• Stored records:
▼
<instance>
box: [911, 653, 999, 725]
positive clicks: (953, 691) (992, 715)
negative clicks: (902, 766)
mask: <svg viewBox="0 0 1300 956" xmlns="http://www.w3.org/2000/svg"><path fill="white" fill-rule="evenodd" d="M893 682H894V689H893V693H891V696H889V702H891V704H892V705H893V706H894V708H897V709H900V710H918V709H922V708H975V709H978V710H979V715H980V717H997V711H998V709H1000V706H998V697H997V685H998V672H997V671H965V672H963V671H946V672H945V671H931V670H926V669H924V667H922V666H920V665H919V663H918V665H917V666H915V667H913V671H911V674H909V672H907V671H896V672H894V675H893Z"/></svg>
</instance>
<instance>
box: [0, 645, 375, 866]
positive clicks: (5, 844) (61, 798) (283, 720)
▲
• How to complete this task: Please copy every one of the lines above, character for character.

• Response:
<instance>
box: [911, 653, 999, 725]
positive clicks: (953, 691) (992, 715)
negative clicks: (902, 766)
mask: <svg viewBox="0 0 1300 956" xmlns="http://www.w3.org/2000/svg"><path fill="white" fill-rule="evenodd" d="M893 682H894V689H893V693H891V696H889V702H891V704H892V705H893V706H894V708H897V709H900V710H918V709H922V708H975V709H978V710H979V715H980V717H997V711H998V709H1000V706H998V697H997V685H998V672H997V671H965V672H963V671H946V672H945V671H931V670H926V669H924V667H922V666H920V665H919V663H918V665H917V666H915V667H913V671H911V674H909V672H907V671H896V672H894V675H893Z"/></svg>
</instance>
<instance>
box: [0, 645, 375, 866]
positive clicks: (5, 844) (61, 798) (283, 720)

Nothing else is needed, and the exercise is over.